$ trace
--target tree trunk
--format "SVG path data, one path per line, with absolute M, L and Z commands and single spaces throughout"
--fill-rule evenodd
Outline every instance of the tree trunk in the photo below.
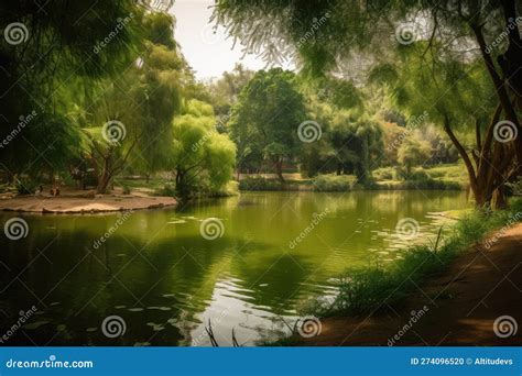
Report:
M 522 134 L 522 128 L 520 125 L 519 118 L 516 117 L 516 112 L 514 110 L 513 103 L 511 102 L 511 99 L 509 98 L 507 85 L 502 80 L 498 71 L 496 70 L 494 63 L 491 58 L 491 55 L 487 53 L 488 47 L 483 38 L 482 29 L 481 26 L 475 26 L 475 25 L 471 25 L 471 29 L 477 38 L 477 43 L 480 46 L 480 53 L 482 55 L 482 59 L 485 60 L 486 68 L 489 73 L 489 76 L 491 77 L 491 80 L 493 81 L 494 89 L 496 89 L 497 96 L 499 97 L 499 101 L 502 104 L 502 109 L 504 110 L 505 118 L 514 124 L 514 126 L 516 128 L 518 134 L 520 135 Z M 522 164 L 522 137 L 520 136 L 515 137 L 514 144 L 515 144 L 516 159 L 519 164 Z
M 105 195 L 107 193 L 107 188 L 109 187 L 110 180 L 112 179 L 112 174 L 109 169 L 109 158 L 104 159 L 104 169 L 101 175 L 98 178 L 98 186 L 96 187 L 96 193 Z
M 278 178 L 281 183 L 284 183 L 284 177 L 283 177 L 283 161 L 279 159 L 275 162 L 275 169 L 278 173 Z
M 508 202 L 505 201 L 505 187 L 500 186 L 493 192 L 493 198 L 491 202 L 493 210 L 500 210 L 508 208 Z

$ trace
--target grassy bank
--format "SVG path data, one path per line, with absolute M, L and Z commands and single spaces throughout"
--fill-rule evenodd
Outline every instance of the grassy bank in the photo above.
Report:
M 361 184 L 354 175 L 323 174 L 303 178 L 300 174 L 284 174 L 280 181 L 273 174 L 242 175 L 239 190 L 305 190 L 341 192 L 352 190 L 463 190 L 467 175 L 460 164 L 415 167 L 409 174 L 395 167 L 381 167 L 371 172 Z
M 522 199 L 512 200 L 509 210 L 485 214 L 474 211 L 429 244 L 404 251 L 404 257 L 387 266 L 349 269 L 339 278 L 335 298 L 315 298 L 300 310 L 302 316 L 367 317 L 404 307 L 406 297 L 428 278 L 443 274 L 457 256 L 479 244 L 494 230 L 513 225 L 522 217 Z M 481 245 L 483 246 L 483 245 Z M 385 303 L 384 303 L 385 302 Z M 270 345 L 298 342 L 295 331 Z

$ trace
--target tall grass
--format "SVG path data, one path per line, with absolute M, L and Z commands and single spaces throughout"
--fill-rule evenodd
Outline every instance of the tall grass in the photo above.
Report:
M 512 202 L 510 210 L 493 213 L 475 211 L 458 221 L 448 236 L 443 237 L 441 243 L 437 241 L 437 245 L 411 247 L 402 259 L 387 267 L 347 270 L 337 286 L 338 295 L 331 301 L 314 299 L 306 305 L 303 313 L 357 317 L 398 306 L 424 279 L 442 273 L 460 253 L 492 230 L 507 225 L 520 212 L 520 199 Z

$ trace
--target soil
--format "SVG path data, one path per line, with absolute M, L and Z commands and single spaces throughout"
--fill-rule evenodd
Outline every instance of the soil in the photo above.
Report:
M 323 319 L 320 334 L 298 338 L 298 345 L 521 345 L 522 224 L 497 236 L 492 246 L 476 244 L 444 275 L 428 277 L 402 309 L 384 302 L 387 313 Z
M 123 210 L 173 207 L 172 197 L 146 195 L 95 195 L 89 191 L 67 191 L 62 196 L 17 196 L 0 198 L 0 210 L 39 213 L 96 213 Z

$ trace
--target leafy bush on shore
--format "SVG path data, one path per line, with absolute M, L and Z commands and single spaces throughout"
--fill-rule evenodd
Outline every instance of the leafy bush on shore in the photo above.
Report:
M 263 177 L 248 177 L 239 181 L 240 190 L 284 190 L 284 184 Z
M 355 175 L 318 175 L 313 179 L 314 190 L 320 192 L 341 192 L 352 190 L 357 186 Z
M 317 317 L 361 316 L 400 303 L 416 286 L 449 263 L 489 232 L 520 219 L 522 200 L 514 200 L 510 210 L 492 213 L 475 211 L 457 222 L 452 234 L 435 248 L 420 245 L 407 250 L 402 259 L 387 267 L 347 270 L 338 284 L 333 301 L 315 299 L 304 309 Z M 385 302 L 385 305 L 384 305 Z

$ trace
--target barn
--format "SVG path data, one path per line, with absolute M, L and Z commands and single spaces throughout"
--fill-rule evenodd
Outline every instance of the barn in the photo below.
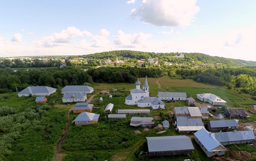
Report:
M 191 140 L 186 136 L 146 137 L 149 156 L 189 155 L 194 149 Z

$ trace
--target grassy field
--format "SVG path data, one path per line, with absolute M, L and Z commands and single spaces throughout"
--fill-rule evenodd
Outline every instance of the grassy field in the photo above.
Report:
M 144 78 L 139 79 L 141 88 L 144 83 Z M 156 82 L 161 85 L 161 88 Z M 256 101 L 249 99 L 249 95 L 240 94 L 234 89 L 228 90 L 226 87 L 220 87 L 213 85 L 199 83 L 191 80 L 172 79 L 167 77 L 160 78 L 148 78 L 150 86 L 150 94 L 157 96 L 159 91 L 184 92 L 188 96 L 196 98 L 196 94 L 202 93 L 211 93 L 220 96 L 228 102 L 229 108 L 244 108 L 248 112 L 250 105 L 256 104 Z M 107 92 L 111 94 L 112 99 L 109 99 L 109 94 L 97 94 L 92 99 L 91 103 L 95 107 L 92 112 L 100 114 L 100 123 L 86 126 L 76 126 L 72 124 L 66 137 L 64 140 L 62 152 L 66 155 L 65 161 L 103 161 L 109 159 L 112 161 L 131 160 L 177 160 L 183 161 L 184 159 L 190 158 L 197 161 L 212 160 L 208 158 L 192 139 L 195 150 L 189 156 L 150 158 L 144 155 L 139 155 L 140 151 L 146 151 L 146 137 L 177 135 L 179 134 L 175 131 L 172 126 L 167 130 L 166 133 L 158 134 L 157 131 L 151 129 L 148 132 L 143 132 L 142 128 L 134 128 L 129 125 L 131 116 L 128 116 L 125 120 L 110 121 L 108 120 L 104 112 L 104 109 L 109 103 L 113 103 L 113 111 L 118 109 L 139 109 L 136 106 L 125 105 L 125 97 L 130 94 L 130 90 L 135 88 L 135 83 L 94 83 L 94 94 L 100 92 Z M 118 90 L 114 92 L 112 88 Z M 92 95 L 88 94 L 87 98 Z M 7 99 L 3 98 L 3 96 L 8 96 Z M 37 108 L 41 107 L 42 104 L 34 109 L 31 106 L 36 105 L 35 97 L 18 97 L 17 94 L 10 92 L 0 94 L 0 106 L 2 106 L 12 107 L 17 109 L 17 113 L 0 117 L 2 120 L 7 119 L 7 117 L 13 116 L 15 115 L 23 115 L 23 112 L 31 111 L 39 115 L 39 116 L 28 118 L 25 117 L 21 121 L 15 121 L 10 127 L 6 124 L 0 124 L 0 140 L 3 140 L 5 135 L 12 134 L 15 130 L 19 131 L 20 136 L 10 143 L 7 149 L 8 152 L 5 155 L 0 155 L 3 160 L 44 160 L 51 161 L 55 150 L 56 143 L 59 139 L 64 130 L 66 121 L 66 116 L 69 109 L 74 106 L 74 103 L 64 104 L 62 102 L 62 96 L 57 92 L 47 97 L 47 105 L 51 107 L 45 110 L 41 115 L 37 111 Z M 102 102 L 99 102 L 100 97 L 103 98 Z M 196 99 L 197 101 L 199 102 Z M 54 101 L 54 104 L 52 103 Z M 165 103 L 165 109 L 150 110 L 150 117 L 162 115 L 159 120 L 155 120 L 156 125 L 162 124 L 163 120 L 168 118 L 170 111 L 175 106 L 184 106 L 187 105 L 185 101 L 178 101 Z M 146 109 L 150 109 L 150 108 Z M 38 114 L 37 114 L 37 113 Z M 255 114 L 250 113 L 251 117 L 243 122 L 250 122 L 255 120 Z M 32 115 L 32 114 L 31 114 Z M 77 116 L 72 112 L 70 114 L 71 120 Z M 14 118 L 13 118 L 14 119 Z M 1 131 L 3 125 L 7 126 L 13 131 Z M 5 127 L 5 126 L 4 126 Z M 19 127 L 24 127 L 21 128 Z M 134 130 L 139 130 L 142 134 L 137 134 Z M 193 135 L 187 135 L 192 138 Z M 236 151 L 246 150 L 246 146 L 239 145 L 230 146 L 231 149 Z M 0 149 L 4 148 L 0 146 Z M 2 148 L 2 149 L 1 149 Z M 253 150 L 255 146 L 248 149 L 250 152 Z M 35 155 L 36 154 L 36 155 Z M 1 160 L 0 158 L 0 161 Z

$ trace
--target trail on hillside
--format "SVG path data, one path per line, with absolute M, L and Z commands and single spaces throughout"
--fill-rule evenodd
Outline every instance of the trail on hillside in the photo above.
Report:
M 93 98 L 97 94 L 95 94 L 91 96 L 88 101 L 87 101 L 87 102 L 90 103 Z M 60 138 L 59 140 L 58 140 L 58 142 L 57 142 L 56 149 L 55 149 L 55 152 L 54 152 L 54 155 L 53 155 L 53 161 L 61 161 L 63 160 L 63 158 L 66 155 L 65 154 L 61 153 L 61 148 L 62 147 L 63 142 L 66 137 L 67 134 L 68 134 L 68 132 L 69 130 L 69 127 L 70 126 L 71 122 L 70 121 L 70 117 L 69 116 L 69 113 L 72 109 L 73 107 L 72 107 L 69 109 L 69 112 L 67 114 L 67 119 L 66 121 L 66 124 L 65 125 L 65 128 L 62 135 L 61 135 Z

------------------------

> Work to be completed: Return each line of the material that contains the word "bush", copied in full.

> The solution:
--target leafy bush on shore
Outline every instance of the leafy bush on shore in the photo above.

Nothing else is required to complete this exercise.